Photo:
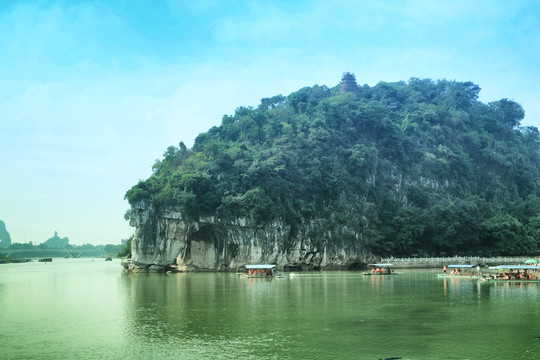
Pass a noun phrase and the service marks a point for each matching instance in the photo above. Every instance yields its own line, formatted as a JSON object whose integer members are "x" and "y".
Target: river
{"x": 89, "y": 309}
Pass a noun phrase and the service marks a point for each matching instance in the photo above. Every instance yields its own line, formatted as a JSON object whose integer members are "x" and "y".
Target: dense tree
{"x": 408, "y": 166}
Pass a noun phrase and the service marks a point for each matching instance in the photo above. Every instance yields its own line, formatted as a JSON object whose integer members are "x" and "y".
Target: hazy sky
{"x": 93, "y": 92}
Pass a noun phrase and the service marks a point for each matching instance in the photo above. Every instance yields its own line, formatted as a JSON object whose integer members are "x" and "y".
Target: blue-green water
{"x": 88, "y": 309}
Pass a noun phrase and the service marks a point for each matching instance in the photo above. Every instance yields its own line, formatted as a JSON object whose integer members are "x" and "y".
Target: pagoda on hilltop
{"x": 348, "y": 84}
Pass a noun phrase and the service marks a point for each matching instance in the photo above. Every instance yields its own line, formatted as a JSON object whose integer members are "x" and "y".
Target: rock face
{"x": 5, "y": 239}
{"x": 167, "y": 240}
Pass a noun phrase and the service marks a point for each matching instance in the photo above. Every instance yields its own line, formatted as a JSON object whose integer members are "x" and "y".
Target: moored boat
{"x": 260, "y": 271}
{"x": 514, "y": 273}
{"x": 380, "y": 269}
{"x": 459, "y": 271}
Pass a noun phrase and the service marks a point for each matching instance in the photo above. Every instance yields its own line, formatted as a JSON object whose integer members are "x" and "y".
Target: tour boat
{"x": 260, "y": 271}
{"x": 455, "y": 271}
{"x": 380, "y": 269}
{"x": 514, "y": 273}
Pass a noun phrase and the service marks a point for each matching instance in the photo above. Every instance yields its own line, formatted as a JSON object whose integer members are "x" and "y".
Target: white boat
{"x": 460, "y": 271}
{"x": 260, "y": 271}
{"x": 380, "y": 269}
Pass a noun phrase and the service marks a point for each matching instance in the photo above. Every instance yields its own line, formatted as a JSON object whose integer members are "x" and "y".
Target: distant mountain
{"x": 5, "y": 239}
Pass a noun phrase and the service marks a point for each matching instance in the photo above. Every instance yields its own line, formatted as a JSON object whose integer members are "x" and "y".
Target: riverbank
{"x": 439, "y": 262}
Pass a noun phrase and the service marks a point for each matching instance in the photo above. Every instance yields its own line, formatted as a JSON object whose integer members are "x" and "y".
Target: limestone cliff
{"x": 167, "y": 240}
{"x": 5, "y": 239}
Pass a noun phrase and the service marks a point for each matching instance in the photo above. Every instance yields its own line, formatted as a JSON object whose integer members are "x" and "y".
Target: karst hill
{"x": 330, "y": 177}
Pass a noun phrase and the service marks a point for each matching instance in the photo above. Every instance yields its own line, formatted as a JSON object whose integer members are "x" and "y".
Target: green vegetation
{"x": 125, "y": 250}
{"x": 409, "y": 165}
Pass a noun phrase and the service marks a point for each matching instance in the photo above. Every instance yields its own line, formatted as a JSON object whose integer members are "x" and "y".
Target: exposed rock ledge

* Prompt
Can you repeat every record above exactly, apart from the pictures?

* Completed task
Photo:
Pass a noun phrase and the service marks a point for each matching instance in the photo above. Every instance yields its own line, formatted as a JSON object whose integer members are "x" and "y".
Target: river
{"x": 89, "y": 309}
Pass a noun phrase and the service marks a point for each matching instance in the photo above. Every instance yields its own line, formatted as a JSON object whose integer members are "x" and "y".
Target: dense tree
{"x": 408, "y": 166}
Pass a noun phrase and the service marks a point for each matching instance in the photo above. Every instance yields its own line, formatted as a JSON object whose integer members are "x" and "y".
Target: hazy sky
{"x": 93, "y": 92}
Pass a noun phrase and the service marks a point for each matching instance in the photo above. Every instance yields its own line, formatted as a JSON object whose integer members are "x" and "y".
Target: blue-green water
{"x": 88, "y": 309}
Pass a noun phrase and the service marks a point for each matching instance in the photo above. Every instance yields its own line, formatted as a JSON object whose integer members are "x" and "y".
Target: pagoda on hilltop
{"x": 348, "y": 84}
Pass a noun phrase and the service marks a point for each matching instance in the photo above. Every instance yields its own line, formatted as a JSON object whose integer members are "x" and "y".
Target: rock face
{"x": 5, "y": 239}
{"x": 167, "y": 240}
Pass a noun phrase and the service marks a point for each matching instance in the photo above. Every instance yields its own line, formatted as a JSON object whose integer members are "x" and "y".
Target: moored boat
{"x": 260, "y": 271}
{"x": 514, "y": 273}
{"x": 380, "y": 269}
{"x": 459, "y": 271}
Pass a noun phrase and the service marks a point for each matching instance in the photo above. Every instance yields its own line, formatted as a JSON object whose integer members are "x" and "y".
Target: tour boat
{"x": 260, "y": 271}
{"x": 455, "y": 271}
{"x": 380, "y": 269}
{"x": 514, "y": 273}
Pass a noun phrase and the service marks a point for each matching instance in the photo above. Every instance yields its own line, formatted as a JSON object whose integer members are "x" and "y".
Target: white boat
{"x": 460, "y": 271}
{"x": 260, "y": 271}
{"x": 380, "y": 269}
Pass a noun phrase and the service marks a point for each matching instance in the photo above. Every instance yields its own line, formatted as a JSON object whose integer members are "x" and "y".
Target: distant mountain
{"x": 5, "y": 239}
Pass a noun phrase and the service marks a point for each matching instance in the photo above. Every instance yields its own line, formatted as a JSON object whose integer members are "x" and "y".
Target: riverbank
{"x": 439, "y": 262}
Pass a noun phrase and the service marks a point for each matching instance in the photo above. Every instance yields its own line, formatted as a JSON object whose integer members are "x" and "y".
Target: limestone cliff
{"x": 167, "y": 240}
{"x": 5, "y": 239}
Pass a noun phrase and the service marks a point for each matching instance in the photo above. Every instance yields its own line, formatted as a JSON object whose integer members are "x" and "y".
Target: karst hill
{"x": 330, "y": 177}
Pass a noun phrase and the service marks a point for each matching instance in the photo above. Every instance yields its own line, formatted as a JSON object whose integer members are "x" and "y".
Target: green vegetation
{"x": 125, "y": 250}
{"x": 409, "y": 165}
Pass a noun phrase and the service marks a point for each matching instance in the photo above. Every instance yields its own line, formatted as a JSON object whose integer members are "x" and "y".
Target: exposed rock ledge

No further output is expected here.